◆ **Document excerpt**:
== == ==

This is so, so common. I call this Worlds Colliding, and it is a deep-rooted fear of different, separate aspects of self being thrust together. I think it's possible that the fear of Worlds Colliding does more to keep people with Dissociative Identity Disorder isolated and in hiding than stigma.
"Now I am 65 and feel like there is no hope for a better life."
I want to respect the hopelessness you feel, but also offer the thought that perhaps your fate isn't sealed. Perhaps there is hope to find the support and validation you deserve. If you can't hope, I'll hope for you. Because I believe without a doubt that it's possible to live a vibrant, fulfilling life with Dissociative Identity Disorder.
I hope to hear from you again, Kathleen. Thanks for joining the discussion.
I totally agree! Grat article :)
I continually try to learn more about the illness that has a firm grasp on my life. I have to admit, I've never heard this one before, but it certainly sounds plausible. I also have to admit that I was originally put off by the thought of having never been "whole". I guess I want desperately to believe that I too was normal once...whatever normal is.

== == ==

◆ **Activity A**: In the discussion of Dissociative Identity Disorder, list each hopeful possibility that the reply addressed to Kathleen puts forward.
◆ **Activity B**: According to the discussion of Dissociative Identity Disorder, what might the fear of Worlds Colliding do more than stigma?

== == ==

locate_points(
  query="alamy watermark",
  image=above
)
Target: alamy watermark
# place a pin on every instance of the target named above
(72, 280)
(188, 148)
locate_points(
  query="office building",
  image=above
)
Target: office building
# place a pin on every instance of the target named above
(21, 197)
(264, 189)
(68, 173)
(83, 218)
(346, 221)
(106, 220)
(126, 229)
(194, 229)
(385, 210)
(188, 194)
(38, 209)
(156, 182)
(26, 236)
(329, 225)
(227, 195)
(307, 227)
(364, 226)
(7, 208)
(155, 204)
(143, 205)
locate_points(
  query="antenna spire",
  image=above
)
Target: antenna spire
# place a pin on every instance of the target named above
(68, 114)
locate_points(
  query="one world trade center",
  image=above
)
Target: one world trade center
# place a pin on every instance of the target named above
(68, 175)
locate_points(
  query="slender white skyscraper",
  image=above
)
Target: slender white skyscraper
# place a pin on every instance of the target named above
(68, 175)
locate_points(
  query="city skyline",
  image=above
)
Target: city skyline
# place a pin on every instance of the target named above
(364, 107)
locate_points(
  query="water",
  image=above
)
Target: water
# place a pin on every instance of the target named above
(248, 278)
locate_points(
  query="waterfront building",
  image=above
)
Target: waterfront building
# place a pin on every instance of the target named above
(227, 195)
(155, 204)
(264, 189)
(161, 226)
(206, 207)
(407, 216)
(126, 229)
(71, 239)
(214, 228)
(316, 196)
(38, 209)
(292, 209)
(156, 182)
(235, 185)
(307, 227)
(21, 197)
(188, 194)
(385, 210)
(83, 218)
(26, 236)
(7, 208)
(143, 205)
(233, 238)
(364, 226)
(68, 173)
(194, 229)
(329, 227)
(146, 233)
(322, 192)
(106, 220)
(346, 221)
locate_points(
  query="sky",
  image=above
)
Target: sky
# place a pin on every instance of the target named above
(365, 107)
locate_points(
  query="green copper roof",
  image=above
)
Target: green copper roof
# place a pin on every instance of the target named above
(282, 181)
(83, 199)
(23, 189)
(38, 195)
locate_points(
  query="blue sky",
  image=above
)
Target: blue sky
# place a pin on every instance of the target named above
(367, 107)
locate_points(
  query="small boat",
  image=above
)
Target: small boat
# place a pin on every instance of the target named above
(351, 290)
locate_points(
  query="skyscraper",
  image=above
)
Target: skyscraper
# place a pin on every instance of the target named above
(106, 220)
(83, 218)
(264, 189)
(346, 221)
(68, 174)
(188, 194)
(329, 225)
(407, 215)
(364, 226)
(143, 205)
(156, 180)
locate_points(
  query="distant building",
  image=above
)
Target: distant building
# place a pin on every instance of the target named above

== == ==

◆ **Response area A**:
- That Kathleen's fate may not be sealed
- That there may be hope of finding the support and validation Kathleen deserves
- That it is possible to live a vibrant, fulfilling life with Dissociative Identity Disorder

◆ **Response area B**: It might do more to keep people with Dissociative Identity Disorder isolated and in hiding.